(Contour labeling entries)
------------------------------------

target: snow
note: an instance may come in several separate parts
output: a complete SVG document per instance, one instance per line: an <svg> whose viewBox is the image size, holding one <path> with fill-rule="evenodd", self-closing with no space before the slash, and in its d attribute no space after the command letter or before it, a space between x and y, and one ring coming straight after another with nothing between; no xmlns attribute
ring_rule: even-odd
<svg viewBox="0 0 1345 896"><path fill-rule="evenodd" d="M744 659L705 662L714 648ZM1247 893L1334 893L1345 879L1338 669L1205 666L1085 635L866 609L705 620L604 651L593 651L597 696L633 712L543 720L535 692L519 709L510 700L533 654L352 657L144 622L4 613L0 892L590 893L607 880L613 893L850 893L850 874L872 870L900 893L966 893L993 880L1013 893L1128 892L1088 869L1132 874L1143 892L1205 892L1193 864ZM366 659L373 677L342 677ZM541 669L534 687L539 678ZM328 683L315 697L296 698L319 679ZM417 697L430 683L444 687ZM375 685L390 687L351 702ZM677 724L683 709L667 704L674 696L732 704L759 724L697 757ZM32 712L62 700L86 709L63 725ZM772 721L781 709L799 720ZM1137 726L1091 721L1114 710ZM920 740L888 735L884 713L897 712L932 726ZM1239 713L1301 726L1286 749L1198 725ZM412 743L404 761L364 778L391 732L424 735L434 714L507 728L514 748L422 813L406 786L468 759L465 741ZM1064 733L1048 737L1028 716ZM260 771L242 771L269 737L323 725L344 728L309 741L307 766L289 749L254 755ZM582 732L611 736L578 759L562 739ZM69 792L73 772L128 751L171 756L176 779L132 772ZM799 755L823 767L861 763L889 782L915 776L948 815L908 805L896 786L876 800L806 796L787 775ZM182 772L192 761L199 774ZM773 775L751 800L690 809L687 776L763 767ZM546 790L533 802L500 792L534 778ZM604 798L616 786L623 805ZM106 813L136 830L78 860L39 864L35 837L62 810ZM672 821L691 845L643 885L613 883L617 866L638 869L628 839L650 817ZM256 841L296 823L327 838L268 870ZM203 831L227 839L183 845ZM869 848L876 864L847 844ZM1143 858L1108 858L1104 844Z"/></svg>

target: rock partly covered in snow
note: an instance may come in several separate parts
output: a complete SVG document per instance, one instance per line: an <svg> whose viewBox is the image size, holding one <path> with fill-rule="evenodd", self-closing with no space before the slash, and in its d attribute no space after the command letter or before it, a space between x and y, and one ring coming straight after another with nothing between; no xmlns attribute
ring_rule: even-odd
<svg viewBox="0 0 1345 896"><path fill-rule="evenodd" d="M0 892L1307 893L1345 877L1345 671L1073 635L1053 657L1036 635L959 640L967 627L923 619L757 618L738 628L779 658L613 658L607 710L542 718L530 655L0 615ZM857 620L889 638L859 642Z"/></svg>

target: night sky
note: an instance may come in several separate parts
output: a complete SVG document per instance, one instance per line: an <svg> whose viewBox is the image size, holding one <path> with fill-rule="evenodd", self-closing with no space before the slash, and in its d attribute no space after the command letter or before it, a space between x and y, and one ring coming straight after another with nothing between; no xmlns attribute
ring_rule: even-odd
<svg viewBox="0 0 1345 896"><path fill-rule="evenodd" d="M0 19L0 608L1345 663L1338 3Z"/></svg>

------------------------------------

Put all of the material above into a two-column CSV with the columns "request" and "answer", one row per request. Enclose each field in quotation marks and replace every line break within a field with a space.

request,answer
"target: snow note: an instance may come in several separate parts output: a complete SVG document per instance, one instance per line: an <svg> whose viewBox is the image size, holding one <path> with fill-rule=""evenodd"", self-closing with no space before the slash, and in its d attribute no space after the command letter or before it, a space between x and y, and one ring coming straight after another with nothing between; no xmlns attribute ring_rule: even-odd","<svg viewBox=""0 0 1345 896""><path fill-rule=""evenodd"" d=""M744 659L705 662L714 648ZM1247 893L1334 893L1345 879L1338 669L1205 666L1085 635L866 609L705 620L604 651L593 651L597 696L633 712L543 720L535 692L519 709L510 700L533 654L352 657L144 622L4 613L0 892L590 893L607 880L613 893L850 893L850 874L872 870L900 893L966 893L993 880L1013 893L1128 892L1088 869L1132 874L1143 892L1205 892L1193 864ZM366 659L373 677L342 677ZM541 669L534 687L539 678ZM328 683L315 697L296 698L319 679ZM417 697L430 683L444 687ZM375 685L390 687L351 702ZM677 724L683 709L667 704L674 696L732 704L759 724L697 757ZM32 712L62 700L86 709L63 725ZM772 721L781 709L799 720ZM1137 726L1091 721L1114 710ZM920 740L888 735L884 713L897 712L932 726ZM1239 713L1301 726L1286 749L1198 725ZM412 743L404 761L364 778L391 732L424 735L434 714L507 728L514 748L422 813L406 786L468 759L465 741ZM1064 733L1048 737L1028 716ZM260 771L242 771L269 737L323 725L344 728L309 741L307 766L289 749L254 755ZM582 732L611 736L578 759L562 739ZM69 792L73 772L128 751L171 756L176 779L132 772ZM799 755L823 767L861 763L889 782L915 776L948 815L908 805L896 786L876 800L806 796L787 775ZM182 772L192 761L199 774ZM773 775L751 800L690 809L687 776L763 767ZM546 790L533 802L500 792L534 778ZM604 798L616 786L623 805ZM106 813L136 830L78 860L39 864L35 837L62 810ZM672 821L691 845L643 885L613 883L617 866L638 869L628 839L650 817ZM256 841L296 823L327 838L268 870ZM203 831L227 839L183 845ZM869 848L876 864L847 844ZM1143 858L1108 858L1104 844Z""/></svg>"
"target: rock partly covered in snow note: an instance may come in several separate parts output: a complete SVG document per instance, one instance per line: an <svg> whose viewBox is the image size, holding one <path> with fill-rule=""evenodd"", self-closing with no space before the slash, and in its d attribute no space after the command letter or before it, a space between x and y, and one ring coming straight after another with nothing between; no xmlns attribute ring_rule: even-odd","<svg viewBox=""0 0 1345 896""><path fill-rule=""evenodd"" d=""M0 892L1307 893L1345 877L1345 671L1073 635L1053 657L1036 635L959 640L967 627L923 619L757 618L738 628L779 658L613 658L607 710L542 718L530 655L0 615ZM857 620L889 638L859 642Z""/></svg>"
"target: night sky note: an instance may come in several separate parts output: a complete SVG document per instance, one instance per line: an <svg> whose viewBox is the image size, holding one <path> with fill-rule=""evenodd"", self-closing with no space before the slash, and in its d attribute no space after the command letter or before it, a space between x and y, and one ring coming straight after another with nothing between; no xmlns attribute ring_rule: even-odd","<svg viewBox=""0 0 1345 896""><path fill-rule=""evenodd"" d=""M0 19L0 608L1345 663L1338 3Z""/></svg>"